- **What this exercise asks**
1/ According to the interview passage on chronic pancreatitis, at which hospital does Marianna Arvanitakis head the Clinic of Pancreatology and Clinical Nutrition?
2/ Rewrite the chronic pancreatitis passage starting at the words "Marianna Arvanitakis, MD, PhD: Another" and stopping after "their basal metabolism.", with "steatorrhea" changed to "fatty stools".
3/ Write the next part of the interview passage on malnutrition in chronic pancreatitis, picking up after its final sentence.

- **Selected passage**
■ ■ ■
Marianna Arvanitakis, MD, PhD, is a professor of medicine and head of the Clinic of Pancreatology and Clinical Nutrition at the Erasmus University Hospital in Brussels, Belgium. Her main clinical and research interests are pancreatic diseases, clinical nutrition, and endoscopy.
How to assess the nutritional status of patients with chronic pancreatitis and how to prevent malnutrition in such patients?
Marianna Arvanitakis, MD, PhD: Another complication in patients with chronic pancreatitis that we encounter regularly is malnutrition. This is also related to many different factors. We have maldigestion—these patients have exocrine insufficiency, so they will not digest fat, they will have steatorrhea, they will lose weight; also, these patients usually have decreased intake of oral food because they have pain; because they might have diabetes with gastroparesis; they may have some type of social isolation, depression, financial problems; and finally, they also have increased metabolism with increased resting energy expenditure rate. Sometimes they continue smoking, which also increases their basal metabolism.
■ ■ ■
- **Annotated photo localization data**
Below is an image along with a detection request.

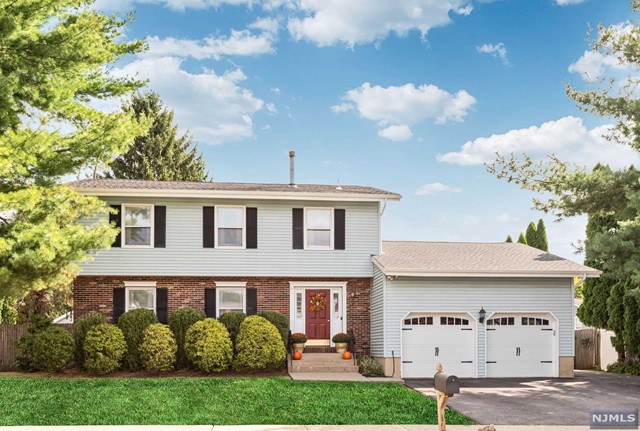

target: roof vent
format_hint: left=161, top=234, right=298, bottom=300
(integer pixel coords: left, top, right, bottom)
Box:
left=289, top=151, right=298, bottom=187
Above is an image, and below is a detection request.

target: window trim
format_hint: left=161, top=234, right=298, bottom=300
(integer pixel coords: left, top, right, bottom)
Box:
left=120, top=203, right=156, bottom=248
left=213, top=205, right=247, bottom=250
left=124, top=281, right=158, bottom=315
left=303, top=207, right=336, bottom=250
left=216, top=281, right=247, bottom=318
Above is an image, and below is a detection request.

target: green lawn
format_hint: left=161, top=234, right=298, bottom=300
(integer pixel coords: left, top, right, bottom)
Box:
left=0, top=376, right=473, bottom=426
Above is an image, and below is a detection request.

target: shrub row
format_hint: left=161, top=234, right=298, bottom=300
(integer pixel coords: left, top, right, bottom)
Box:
left=16, top=308, right=289, bottom=374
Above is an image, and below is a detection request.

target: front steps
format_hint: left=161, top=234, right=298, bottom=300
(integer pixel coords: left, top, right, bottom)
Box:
left=288, top=354, right=358, bottom=373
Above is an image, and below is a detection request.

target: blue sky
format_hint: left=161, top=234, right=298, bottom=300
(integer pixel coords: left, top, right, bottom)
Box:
left=97, top=0, right=637, bottom=260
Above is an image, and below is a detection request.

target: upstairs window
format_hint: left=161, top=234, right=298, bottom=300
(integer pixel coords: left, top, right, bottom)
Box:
left=304, top=208, right=333, bottom=250
left=215, top=206, right=245, bottom=248
left=122, top=205, right=153, bottom=248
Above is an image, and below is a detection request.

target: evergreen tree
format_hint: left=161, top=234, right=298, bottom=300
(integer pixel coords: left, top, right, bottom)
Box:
left=107, top=92, right=209, bottom=181
left=536, top=219, right=549, bottom=252
left=518, top=232, right=527, bottom=244
left=525, top=222, right=540, bottom=248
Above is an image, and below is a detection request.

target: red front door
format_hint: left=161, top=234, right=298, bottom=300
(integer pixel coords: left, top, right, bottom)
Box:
left=305, top=289, right=331, bottom=340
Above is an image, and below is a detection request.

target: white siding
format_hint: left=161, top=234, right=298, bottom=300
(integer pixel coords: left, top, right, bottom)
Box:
left=384, top=278, right=574, bottom=377
left=82, top=198, right=380, bottom=277
left=371, top=265, right=386, bottom=357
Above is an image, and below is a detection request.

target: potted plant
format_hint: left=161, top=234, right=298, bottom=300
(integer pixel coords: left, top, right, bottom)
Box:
left=291, top=332, right=307, bottom=353
left=331, top=332, right=351, bottom=353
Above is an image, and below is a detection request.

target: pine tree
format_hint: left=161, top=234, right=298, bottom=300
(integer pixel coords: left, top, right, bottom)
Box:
left=107, top=92, right=209, bottom=181
left=536, top=219, right=549, bottom=252
left=525, top=222, right=540, bottom=248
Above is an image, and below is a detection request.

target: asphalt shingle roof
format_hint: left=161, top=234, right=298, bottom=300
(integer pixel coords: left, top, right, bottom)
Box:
left=373, top=241, right=600, bottom=276
left=69, top=178, right=400, bottom=199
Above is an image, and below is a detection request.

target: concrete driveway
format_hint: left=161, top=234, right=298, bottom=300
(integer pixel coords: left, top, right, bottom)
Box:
left=405, top=371, right=640, bottom=426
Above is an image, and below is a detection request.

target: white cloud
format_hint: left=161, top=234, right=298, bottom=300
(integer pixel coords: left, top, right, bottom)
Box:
left=416, top=183, right=462, bottom=196
left=378, top=124, right=413, bottom=142
left=331, top=82, right=476, bottom=139
left=476, top=42, right=509, bottom=65
left=437, top=117, right=640, bottom=167
left=113, top=57, right=264, bottom=144
left=569, top=23, right=634, bottom=82
left=142, top=30, right=275, bottom=60
left=288, top=0, right=472, bottom=47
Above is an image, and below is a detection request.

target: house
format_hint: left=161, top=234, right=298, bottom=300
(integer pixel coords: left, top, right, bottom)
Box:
left=70, top=161, right=598, bottom=378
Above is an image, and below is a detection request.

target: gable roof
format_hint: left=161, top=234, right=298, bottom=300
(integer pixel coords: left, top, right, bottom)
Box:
left=68, top=178, right=401, bottom=201
left=373, top=241, right=600, bottom=277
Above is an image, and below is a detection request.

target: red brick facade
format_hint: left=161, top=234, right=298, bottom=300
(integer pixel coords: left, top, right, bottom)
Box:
left=73, top=276, right=371, bottom=354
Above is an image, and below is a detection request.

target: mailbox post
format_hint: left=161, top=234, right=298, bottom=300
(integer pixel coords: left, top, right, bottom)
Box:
left=433, top=363, right=460, bottom=431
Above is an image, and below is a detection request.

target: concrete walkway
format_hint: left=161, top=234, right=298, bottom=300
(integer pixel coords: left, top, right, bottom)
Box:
left=0, top=425, right=589, bottom=431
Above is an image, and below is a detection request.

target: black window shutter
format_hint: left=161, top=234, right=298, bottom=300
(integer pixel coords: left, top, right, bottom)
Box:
left=246, top=208, right=258, bottom=248
left=202, top=207, right=216, bottom=248
left=109, top=205, right=122, bottom=247
left=246, top=289, right=258, bottom=316
left=204, top=288, right=216, bottom=317
left=153, top=206, right=167, bottom=248
left=333, top=209, right=346, bottom=250
left=113, top=288, right=125, bottom=324
left=293, top=208, right=304, bottom=250
left=156, top=289, right=169, bottom=324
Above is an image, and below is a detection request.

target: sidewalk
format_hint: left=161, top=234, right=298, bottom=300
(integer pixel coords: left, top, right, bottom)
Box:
left=0, top=425, right=589, bottom=431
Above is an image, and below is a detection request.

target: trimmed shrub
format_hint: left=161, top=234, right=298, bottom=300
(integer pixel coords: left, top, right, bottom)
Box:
left=118, top=308, right=158, bottom=371
left=73, top=311, right=107, bottom=367
left=16, top=325, right=75, bottom=373
left=140, top=323, right=178, bottom=373
left=358, top=356, right=384, bottom=376
left=169, top=307, right=207, bottom=368
left=219, top=311, right=247, bottom=345
left=233, top=316, right=287, bottom=370
left=84, top=323, right=127, bottom=374
left=184, top=318, right=233, bottom=373
left=258, top=311, right=289, bottom=346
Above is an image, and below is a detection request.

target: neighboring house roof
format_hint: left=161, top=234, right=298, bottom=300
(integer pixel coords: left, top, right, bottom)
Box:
left=373, top=241, right=600, bottom=277
left=68, top=178, right=401, bottom=201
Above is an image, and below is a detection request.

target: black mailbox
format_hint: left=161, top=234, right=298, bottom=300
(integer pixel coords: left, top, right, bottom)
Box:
left=433, top=371, right=460, bottom=397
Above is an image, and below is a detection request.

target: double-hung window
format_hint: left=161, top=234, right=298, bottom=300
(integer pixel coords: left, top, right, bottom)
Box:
left=215, top=206, right=246, bottom=248
left=122, top=204, right=153, bottom=248
left=304, top=208, right=333, bottom=250
left=216, top=283, right=247, bottom=317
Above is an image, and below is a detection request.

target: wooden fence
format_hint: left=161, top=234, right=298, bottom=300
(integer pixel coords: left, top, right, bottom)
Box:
left=575, top=328, right=600, bottom=370
left=0, top=324, right=73, bottom=371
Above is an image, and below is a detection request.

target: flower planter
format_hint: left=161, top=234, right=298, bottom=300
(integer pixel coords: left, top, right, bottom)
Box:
left=336, top=343, right=349, bottom=353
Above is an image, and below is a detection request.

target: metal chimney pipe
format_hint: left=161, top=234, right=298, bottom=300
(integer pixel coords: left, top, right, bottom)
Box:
left=289, top=151, right=298, bottom=187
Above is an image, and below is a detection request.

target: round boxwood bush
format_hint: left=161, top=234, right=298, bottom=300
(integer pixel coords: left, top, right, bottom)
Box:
left=233, top=316, right=287, bottom=371
left=84, top=323, right=127, bottom=374
left=169, top=307, right=207, bottom=368
left=184, top=319, right=233, bottom=373
left=73, top=311, right=107, bottom=367
left=220, top=311, right=247, bottom=344
left=118, top=308, right=158, bottom=371
left=257, top=311, right=289, bottom=346
left=140, top=323, right=178, bottom=373
left=16, top=325, right=75, bottom=373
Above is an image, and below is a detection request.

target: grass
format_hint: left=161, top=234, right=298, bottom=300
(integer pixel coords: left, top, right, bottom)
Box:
left=0, top=376, right=473, bottom=426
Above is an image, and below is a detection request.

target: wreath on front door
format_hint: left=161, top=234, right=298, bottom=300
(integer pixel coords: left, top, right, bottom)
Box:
left=309, top=293, right=327, bottom=313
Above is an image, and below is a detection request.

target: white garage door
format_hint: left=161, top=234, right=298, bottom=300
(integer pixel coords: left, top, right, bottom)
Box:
left=486, top=314, right=556, bottom=377
left=402, top=313, right=476, bottom=378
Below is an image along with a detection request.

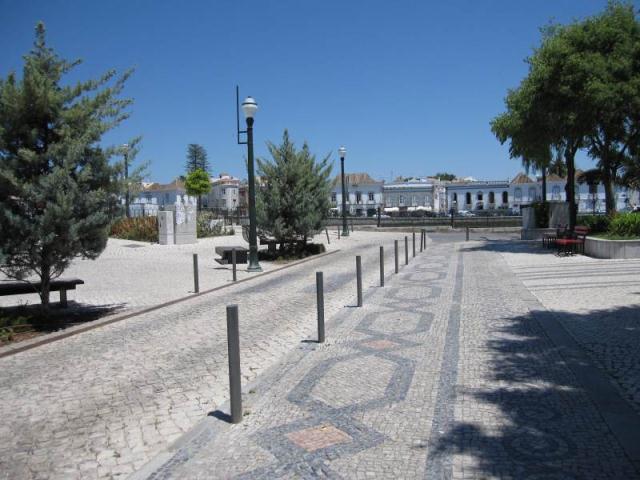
■ ■ ■
- **Responses per task**
1/ Erasmus University Hospital in Brussels, Belgium.

2/
Marianna Arvanitakis, MD, PhD: Another complication in patients with chronic pancreatitis that we encounter regularly is malnutrition. This is also related to many different factors. We have maldigestion—these patients have exocrine insufficiency, so they will not digest fat, they will have fatty stools, they will lose weight; also, these patients usually have decreased intake of oral food because they have pain; because they might have diabetes with gastroparesis; they may have some type of social isolation, depression, financial problems; and finally, they also have increased metabolism with increased resting energy expenditure rate. Sometimes they continue smoking, which also increases their basal metabolism.

3/
All this might lead to weight loss, steatorrhea, and nutritional deficiencies, which we also have to assess regularly. So, we weigh them when they come to the outpatient clinic, we will examine their muscle mass, [assess] if they have sarcopenia or not. We will do blood tests to see if they have vitamin deficiency or trace element deficiencies, and we are also going to check if they have exocrine insufficiency, steatorrhea, and if they need any pancreatic enzyme substitution. Usually, we also send them to a dietician, who will advise them to have frequent meals with high calorie intake and with no fat restriction. Even if they have steatorrhea, we will give them enzymes, but we will not restrict their fat because that’s going to be another etiology for malnutrition. We will also give them oral supplementation if required.
Usually with this management we will manage to take care of most of our patients. Sometimes we will have to have some nutritional support with enteral nutrition, or very, very rarely, parenteral nutrition.